### TASK:
What is needed is an exact copy of all the entries below.

### GIVEN DATA:
=== Begin Enclosure ===

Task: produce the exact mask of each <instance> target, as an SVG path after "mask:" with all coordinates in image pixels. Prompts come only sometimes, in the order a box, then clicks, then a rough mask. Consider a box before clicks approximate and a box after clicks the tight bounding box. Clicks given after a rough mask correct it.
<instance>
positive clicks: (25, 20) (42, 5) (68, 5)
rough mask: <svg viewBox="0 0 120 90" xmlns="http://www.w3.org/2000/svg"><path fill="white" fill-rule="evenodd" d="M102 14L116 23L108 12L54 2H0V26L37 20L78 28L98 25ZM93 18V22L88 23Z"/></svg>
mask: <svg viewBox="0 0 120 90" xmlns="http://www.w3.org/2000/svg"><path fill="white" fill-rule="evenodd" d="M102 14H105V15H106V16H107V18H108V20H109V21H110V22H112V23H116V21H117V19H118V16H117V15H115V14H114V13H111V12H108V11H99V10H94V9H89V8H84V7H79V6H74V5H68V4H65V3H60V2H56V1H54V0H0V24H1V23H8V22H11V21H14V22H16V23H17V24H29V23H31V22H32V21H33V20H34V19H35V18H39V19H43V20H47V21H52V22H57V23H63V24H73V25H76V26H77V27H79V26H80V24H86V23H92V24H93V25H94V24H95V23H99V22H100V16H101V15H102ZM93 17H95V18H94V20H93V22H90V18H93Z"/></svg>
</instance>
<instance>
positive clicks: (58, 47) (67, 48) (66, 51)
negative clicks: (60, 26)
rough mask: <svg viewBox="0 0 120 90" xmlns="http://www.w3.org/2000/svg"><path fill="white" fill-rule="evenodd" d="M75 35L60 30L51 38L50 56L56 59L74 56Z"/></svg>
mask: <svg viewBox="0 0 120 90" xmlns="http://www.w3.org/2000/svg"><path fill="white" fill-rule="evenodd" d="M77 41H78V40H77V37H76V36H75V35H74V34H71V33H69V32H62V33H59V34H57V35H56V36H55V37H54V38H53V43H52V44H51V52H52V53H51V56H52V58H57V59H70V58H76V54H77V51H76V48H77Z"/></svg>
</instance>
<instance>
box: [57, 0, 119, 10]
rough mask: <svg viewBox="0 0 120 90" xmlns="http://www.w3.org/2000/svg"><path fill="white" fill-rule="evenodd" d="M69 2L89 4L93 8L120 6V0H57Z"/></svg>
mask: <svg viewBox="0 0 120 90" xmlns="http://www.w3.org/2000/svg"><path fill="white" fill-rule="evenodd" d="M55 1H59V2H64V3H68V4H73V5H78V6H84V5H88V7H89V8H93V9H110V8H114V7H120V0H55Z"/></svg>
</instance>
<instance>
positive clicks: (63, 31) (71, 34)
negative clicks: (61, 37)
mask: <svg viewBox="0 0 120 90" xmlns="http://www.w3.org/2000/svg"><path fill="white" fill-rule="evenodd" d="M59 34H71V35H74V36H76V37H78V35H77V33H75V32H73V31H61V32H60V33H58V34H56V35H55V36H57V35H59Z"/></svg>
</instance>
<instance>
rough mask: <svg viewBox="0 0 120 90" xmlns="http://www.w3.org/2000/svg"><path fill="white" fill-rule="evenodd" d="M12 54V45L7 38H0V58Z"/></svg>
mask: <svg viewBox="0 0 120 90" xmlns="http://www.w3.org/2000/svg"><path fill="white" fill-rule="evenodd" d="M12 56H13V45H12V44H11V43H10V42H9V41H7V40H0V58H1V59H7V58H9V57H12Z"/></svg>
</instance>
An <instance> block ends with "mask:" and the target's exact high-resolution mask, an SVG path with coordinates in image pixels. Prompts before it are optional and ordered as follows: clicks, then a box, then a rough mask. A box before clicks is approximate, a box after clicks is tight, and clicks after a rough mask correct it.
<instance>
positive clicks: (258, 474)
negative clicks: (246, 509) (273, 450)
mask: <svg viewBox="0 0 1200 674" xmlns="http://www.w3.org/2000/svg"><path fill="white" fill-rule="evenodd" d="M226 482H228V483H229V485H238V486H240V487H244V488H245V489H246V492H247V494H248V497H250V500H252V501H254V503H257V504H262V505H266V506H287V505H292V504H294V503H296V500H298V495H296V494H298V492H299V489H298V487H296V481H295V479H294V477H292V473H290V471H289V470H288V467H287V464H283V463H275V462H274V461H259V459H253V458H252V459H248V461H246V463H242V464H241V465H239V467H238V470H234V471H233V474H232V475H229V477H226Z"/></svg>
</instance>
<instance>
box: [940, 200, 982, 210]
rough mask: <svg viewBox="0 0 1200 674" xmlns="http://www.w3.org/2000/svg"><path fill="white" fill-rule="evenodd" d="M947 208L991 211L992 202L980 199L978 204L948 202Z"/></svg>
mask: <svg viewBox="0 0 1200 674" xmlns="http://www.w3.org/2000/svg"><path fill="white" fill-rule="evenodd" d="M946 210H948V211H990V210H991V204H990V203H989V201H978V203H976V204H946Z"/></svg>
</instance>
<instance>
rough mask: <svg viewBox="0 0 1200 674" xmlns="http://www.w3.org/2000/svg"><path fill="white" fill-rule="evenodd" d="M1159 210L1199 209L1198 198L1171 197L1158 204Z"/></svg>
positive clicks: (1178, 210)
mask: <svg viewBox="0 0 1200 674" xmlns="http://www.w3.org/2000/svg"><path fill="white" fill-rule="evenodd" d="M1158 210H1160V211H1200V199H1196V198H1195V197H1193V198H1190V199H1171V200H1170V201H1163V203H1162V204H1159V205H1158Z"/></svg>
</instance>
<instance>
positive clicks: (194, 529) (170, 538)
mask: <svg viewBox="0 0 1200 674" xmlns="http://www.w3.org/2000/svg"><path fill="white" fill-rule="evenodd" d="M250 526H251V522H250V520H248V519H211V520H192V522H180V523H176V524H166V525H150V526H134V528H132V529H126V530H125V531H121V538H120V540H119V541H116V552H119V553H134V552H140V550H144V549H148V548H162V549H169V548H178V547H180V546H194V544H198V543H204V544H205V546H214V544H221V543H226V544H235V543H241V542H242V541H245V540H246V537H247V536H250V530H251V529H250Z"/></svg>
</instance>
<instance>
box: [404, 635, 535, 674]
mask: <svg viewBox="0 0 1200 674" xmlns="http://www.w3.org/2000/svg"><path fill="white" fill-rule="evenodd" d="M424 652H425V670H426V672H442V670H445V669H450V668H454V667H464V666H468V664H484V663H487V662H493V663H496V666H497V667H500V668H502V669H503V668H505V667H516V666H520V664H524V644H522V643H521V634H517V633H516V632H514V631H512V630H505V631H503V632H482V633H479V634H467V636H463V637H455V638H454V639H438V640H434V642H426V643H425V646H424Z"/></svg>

=== End Enclosure ===

### TASK RESPONSE:
Task: produce the exact mask of each <instance> target, as an SVG path after "mask:" with all coordinates in image pixels. Prompts come only sometimes, in the order a box, then clicks, then a rough mask. Consider a box before clicks approximate and a box after clicks the tight bounding box. Clicks given after a rough mask correct it.
<instance>
positive clicks: (25, 20) (42, 5) (68, 5)
rough mask: <svg viewBox="0 0 120 90" xmlns="http://www.w3.org/2000/svg"><path fill="white" fill-rule="evenodd" d="M102 14L116 23L108 12L54 2H0V26L37 20L78 28L98 25ZM93 18V22L88 23Z"/></svg>
mask: <svg viewBox="0 0 120 90" xmlns="http://www.w3.org/2000/svg"><path fill="white" fill-rule="evenodd" d="M102 14H105V15H106V16H107V18H108V20H109V21H110V22H112V23H116V21H117V19H118V16H117V15H115V14H114V13H111V12H108V11H99V10H94V9H89V8H84V7H79V6H74V5H68V4H65V3H60V2H56V1H54V0H0V24H1V23H8V22H11V21H14V22H16V23H17V24H29V23H31V22H32V21H33V20H34V19H35V18H39V19H43V20H47V21H52V22H57V23H63V24H73V25H76V26H77V27H79V26H80V24H86V23H92V24H93V25H94V24H95V23H99V22H100V16H101V15H102ZM93 17H95V18H94V20H93V22H90V18H93Z"/></svg>
</instance>
<instance>
positive clicks: (58, 47) (67, 48) (66, 51)
negative clicks: (60, 26)
rough mask: <svg viewBox="0 0 120 90" xmlns="http://www.w3.org/2000/svg"><path fill="white" fill-rule="evenodd" d="M75 35L60 30L51 38L50 56L56 59L74 56Z"/></svg>
mask: <svg viewBox="0 0 120 90" xmlns="http://www.w3.org/2000/svg"><path fill="white" fill-rule="evenodd" d="M77 41H78V40H77V37H76V36H75V35H74V34H71V33H69V32H62V33H59V34H57V35H56V36H55V37H54V38H53V43H52V44H51V52H52V53H51V56H52V58H57V59H70V58H76V54H77V51H76V48H77Z"/></svg>
</instance>
<instance>
box: [57, 0, 119, 10]
rough mask: <svg viewBox="0 0 120 90" xmlns="http://www.w3.org/2000/svg"><path fill="white" fill-rule="evenodd" d="M69 2L89 4L93 8L120 6V0H57Z"/></svg>
mask: <svg viewBox="0 0 120 90" xmlns="http://www.w3.org/2000/svg"><path fill="white" fill-rule="evenodd" d="M55 1H59V2H64V3H68V4H73V5H78V6H84V5H88V7H89V8H93V9H110V8H114V7H120V0H55Z"/></svg>
</instance>
<instance>
positive clicks: (63, 31) (71, 34)
negative clicks: (61, 37)
mask: <svg viewBox="0 0 120 90" xmlns="http://www.w3.org/2000/svg"><path fill="white" fill-rule="evenodd" d="M59 34H71V35H74V36H76V37H78V35H77V33H75V32H73V31H61V32H60V33H58V34H56V35H55V36H57V35H59Z"/></svg>
</instance>
<instance>
rough mask: <svg viewBox="0 0 120 90" xmlns="http://www.w3.org/2000/svg"><path fill="white" fill-rule="evenodd" d="M12 54V45L7 38H0V58Z"/></svg>
mask: <svg viewBox="0 0 120 90" xmlns="http://www.w3.org/2000/svg"><path fill="white" fill-rule="evenodd" d="M12 56H13V45H12V44H11V43H10V42H9V41H7V40H0V58H1V59H7V58H9V57H12Z"/></svg>
</instance>
An <instance> block ends with "mask:" and the target's exact high-resolution mask, an SVG path with coordinates in image pixels. Prompts before it are optional and ordered as follows: clicks, then a box, then a rough mask. A box before clicks is approximate, a box after clicks is tight, and clicks after a rough mask correct it.
<instance>
positive clicks: (258, 474)
negative clicks: (246, 509) (273, 450)
mask: <svg viewBox="0 0 1200 674" xmlns="http://www.w3.org/2000/svg"><path fill="white" fill-rule="evenodd" d="M226 482H228V483H229V485H238V486H240V487H244V488H245V489H246V492H247V494H248V497H250V500H252V501H254V503H257V504H262V505H266V506H287V505H292V504H294V503H296V500H298V495H296V494H298V492H299V489H298V487H296V481H295V479H294V477H292V473H290V471H289V470H288V467H287V464H283V463H275V462H274V461H259V459H253V458H252V459H248V461H246V463H242V464H241V465H239V467H238V470H234V471H233V474H232V475H229V477H226Z"/></svg>
</instance>
<instance>
box: [940, 200, 982, 210]
rough mask: <svg viewBox="0 0 1200 674" xmlns="http://www.w3.org/2000/svg"><path fill="white" fill-rule="evenodd" d="M947 208L991 211L992 202L980 199L978 204L948 202Z"/></svg>
mask: <svg viewBox="0 0 1200 674" xmlns="http://www.w3.org/2000/svg"><path fill="white" fill-rule="evenodd" d="M946 210H948V211H990V210H991V204H990V203H989V201H978V203H976V204H946Z"/></svg>
</instance>
<instance>
rough mask: <svg viewBox="0 0 1200 674" xmlns="http://www.w3.org/2000/svg"><path fill="white" fill-rule="evenodd" d="M1159 210L1199 209L1198 198L1171 197L1158 204Z"/></svg>
positive clicks: (1178, 210)
mask: <svg viewBox="0 0 1200 674" xmlns="http://www.w3.org/2000/svg"><path fill="white" fill-rule="evenodd" d="M1158 210H1160V211H1200V199H1196V198H1195V197H1193V198H1190V199H1171V200H1170V201H1163V203H1162V204H1159V205H1158Z"/></svg>
</instance>
<instance>
positive clicks: (194, 529) (170, 538)
mask: <svg viewBox="0 0 1200 674" xmlns="http://www.w3.org/2000/svg"><path fill="white" fill-rule="evenodd" d="M250 526H251V522H250V520H248V519H211V520H192V522H180V523H176V524H166V525H150V526H134V528H132V529H126V530H125V531H121V538H120V540H119V541H116V552H119V553H134V552H140V550H144V549H148V548H162V549H169V548H178V547H180V546H194V544H198V543H204V544H205V546H214V544H221V543H226V544H235V543H241V542H242V541H245V540H246V537H247V536H250V530H251V529H250Z"/></svg>
</instance>
<instance>
box: [404, 635, 535, 674]
mask: <svg viewBox="0 0 1200 674" xmlns="http://www.w3.org/2000/svg"><path fill="white" fill-rule="evenodd" d="M424 652H425V670H426V672H442V670H445V669H450V668H454V667H464V666H468V664H484V663H487V662H493V663H496V666H497V667H500V668H502V669H503V668H505V667H516V666H520V664H524V644H522V643H521V634H517V633H516V632H514V631H512V630H505V631H503V632H482V633H479V634H467V636H463V637H455V638H454V639H438V640H434V642H426V643H425V646H424Z"/></svg>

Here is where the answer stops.